───── Bacaan
Logo

Logo
Latest News
Sunday, June 6, 2010

RITUAL JOKA JU

Upacara Tolak Bala dan Hama di kampung Ranggase

Seperti yang telah diketahui, definisi dari Joka Ju adalah terdiri dari kata Joka dan Ju. Dalam pengertian orang Lio, Joka berarti; tolak atau juga menolak, menampik dan sebagainya, sedangkan Ju bermula dari pengertian harfia yaitu Juangi/Nuangi yang berarti awan dan angin yang dipersonifikasi dan ditakuti sebagai pembawah penyakit dan kematian (berkaitan dengan roh-roh jahat) sehingga kadang muncul juga ungkapan Ju'seka. Ungkapan ini mengandung kutukan atas nama roh jahat.

Dalam seremonial ini, tentunya bertujuan untuk melakukan ritual tolak bala terhadap hama perusak tanaman, penyakit, kematian dan lain sebagainya.

Ketika waktu menanam benih akan tiba, tua-tua adat utama dari kampung Ranggase mengumumkan hari pesta Joka Ju kepada masyarakat. Semua penduduk, khususnya orang mudah mengusahakan dan membeli pakaian yang baru. Yang berpakaian lama dan kumal tidak diijinkan untuk turut menari. Selain itu, orang umumnya merasa malu dengan sendirinya dan tak akan muncul dimuka umum dengan mengenakan pakaian yang tidak teratur rapih. Sesudah bulan sabit pertama, para atalaki berkumpul dirumah pemuka kampung untuk merencanakan dan menentukan waktu yang tepat, juga untuk mempersiapkan semua perlengkapan yang diperluhkan untuk seremonial tersebut. Setelah itu, para atalaki memaklumatkan tanggal pesta kepada semua orang dari kampung-kampung tetangga atau orang yang mempunyai hubungan kekerabatan dengan mereka. Orang yang memberih pengumuman itu pergi ke tengah-tengah hanga/kanga dan berdiri sambil berseru:

Ebe' mena !   -               Wahai, kamu yang ada disebelah timur !
──────────
───── Data mentah
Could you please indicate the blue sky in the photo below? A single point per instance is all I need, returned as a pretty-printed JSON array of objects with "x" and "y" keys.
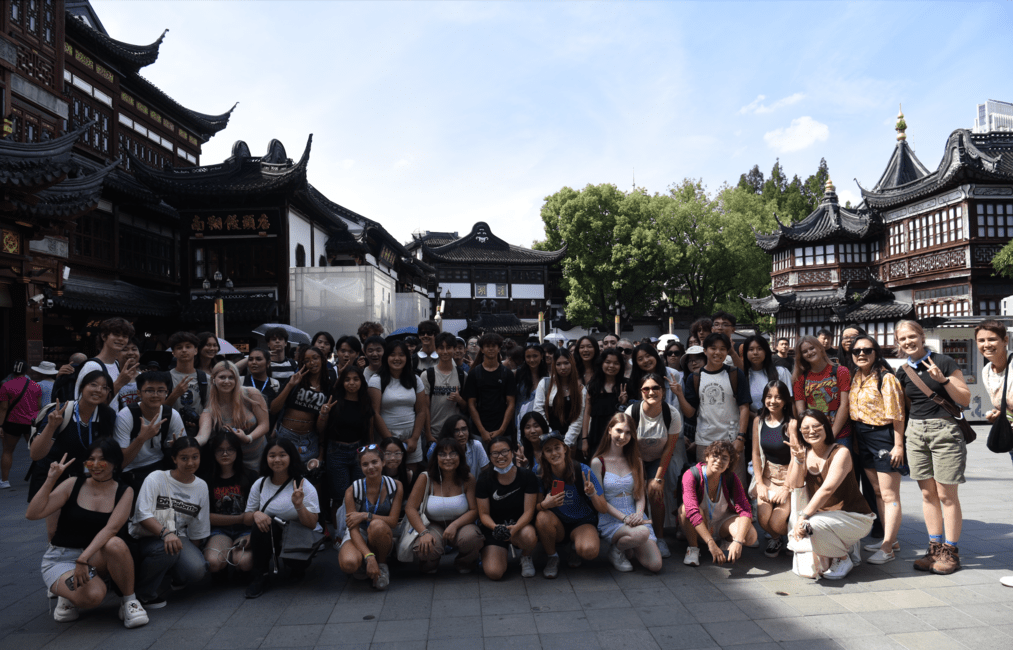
[{"x": 432, "y": 115}]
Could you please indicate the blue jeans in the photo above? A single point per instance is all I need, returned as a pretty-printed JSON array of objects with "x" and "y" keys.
[
  {"x": 187, "y": 566},
  {"x": 342, "y": 468}
]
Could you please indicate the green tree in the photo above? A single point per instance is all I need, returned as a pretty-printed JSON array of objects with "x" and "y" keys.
[{"x": 612, "y": 250}]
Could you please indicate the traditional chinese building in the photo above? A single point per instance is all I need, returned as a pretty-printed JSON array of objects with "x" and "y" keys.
[
  {"x": 488, "y": 285},
  {"x": 257, "y": 223},
  {"x": 94, "y": 241},
  {"x": 920, "y": 244}
]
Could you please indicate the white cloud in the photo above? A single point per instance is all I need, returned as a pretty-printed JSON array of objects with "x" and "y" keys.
[
  {"x": 803, "y": 132},
  {"x": 759, "y": 107}
]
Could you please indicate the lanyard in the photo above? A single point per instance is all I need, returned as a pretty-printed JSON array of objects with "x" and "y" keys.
[{"x": 77, "y": 421}]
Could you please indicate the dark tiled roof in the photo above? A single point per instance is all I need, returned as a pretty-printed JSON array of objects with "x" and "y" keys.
[
  {"x": 481, "y": 246},
  {"x": 904, "y": 167},
  {"x": 966, "y": 158},
  {"x": 114, "y": 297},
  {"x": 828, "y": 221},
  {"x": 125, "y": 56},
  {"x": 240, "y": 175}
]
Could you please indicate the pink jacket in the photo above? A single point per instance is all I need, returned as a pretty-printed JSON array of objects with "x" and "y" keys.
[{"x": 691, "y": 499}]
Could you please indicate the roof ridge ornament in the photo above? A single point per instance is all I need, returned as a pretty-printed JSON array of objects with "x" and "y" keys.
[{"x": 901, "y": 126}]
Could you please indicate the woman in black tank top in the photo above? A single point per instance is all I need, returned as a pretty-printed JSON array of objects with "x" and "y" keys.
[
  {"x": 85, "y": 548},
  {"x": 771, "y": 457}
]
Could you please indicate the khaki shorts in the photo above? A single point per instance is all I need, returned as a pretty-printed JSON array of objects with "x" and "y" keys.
[{"x": 936, "y": 451}]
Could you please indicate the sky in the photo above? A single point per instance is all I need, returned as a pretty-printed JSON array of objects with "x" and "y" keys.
[{"x": 434, "y": 115}]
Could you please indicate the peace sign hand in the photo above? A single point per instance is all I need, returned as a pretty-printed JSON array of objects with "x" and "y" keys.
[
  {"x": 297, "y": 494},
  {"x": 56, "y": 469}
]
──────────
- [Kerjakan soal berikut]:
1. Tentukan apakah setiap pernyataan berikut sesuai dengan bacaan tentang ritual Joka Ju. Jawab ya atau tidak, lalu kutip kata-kata dari bacaan yang menentukan jawaban itu. (a) Dalam pengertian orang Lio, kata Joka bermakna menolak. (b) Penduduk yang berpakaian lama dan kumal boleh ikut menari. (c) Para atalaki berkumpul di rumah pemuka kampung sebelum bulan sabit pertama.
2. Dalam satu sampai tiga kalimat, jelaskan mengapa penduduk, khususnya orang muda, berusaha memiliki pakaian baru menjelang pesta menurut bacaan tentang ritual Joka Ju.
3. Teruskan bacaan tentang ritual Joka Ju, dimulai tepat setelah kalimat terakhir yang ditampilkan.

- [Jawaban]:
1.
(a) Ya: "Joka berarti; tolak atau juga menolak"
(b) Tidak: "Yang berpakaian lama dan kumal tidak diijinkan untuk turut menari."
(c) Tidak: "Sesudah bulan sabit pertama, para atalaki berkumpul dirumah pemuka kampung"

2. Orang yang berpakaian lama dan kumal tidak diizinkan ikut menari. Selain itu, orang umumnya merasa malu dan tidak mau tampil di muka umum dengan pakaian yang tidak rapi.

3.
Ebe' ghale !   -              Wahai, kamu yang ada disebelah barat !
Ebe' lau    !    -             Wahai, kamu yang ada disebelah selatan !
Ebe' ghele !   -              Wahai, kamu yang ada disebelah utara !

So lele'sai leisawe' !  -    Dengarlah semua !
Wengi telu ka api te'u - Tiga hari lagi kita akan mengadakan -                                         upacara api te'u
Ghale' lowo  -                  Dikali !

Semua berteriak -  Hooooooooo !!

Kemudian masyarakat pergi ke ladang untuk menggali ubikayu (singkong) dan mengeringkannya agar bahan makanan tersedia secukupnya pada waktu pesta. Pada waktu pesta, masyarakat dilarang untuk bekerja. Hanya orang yang memiliki bahan makanan secukupnya dirumah, akan memakainya pada waktu pesta itu.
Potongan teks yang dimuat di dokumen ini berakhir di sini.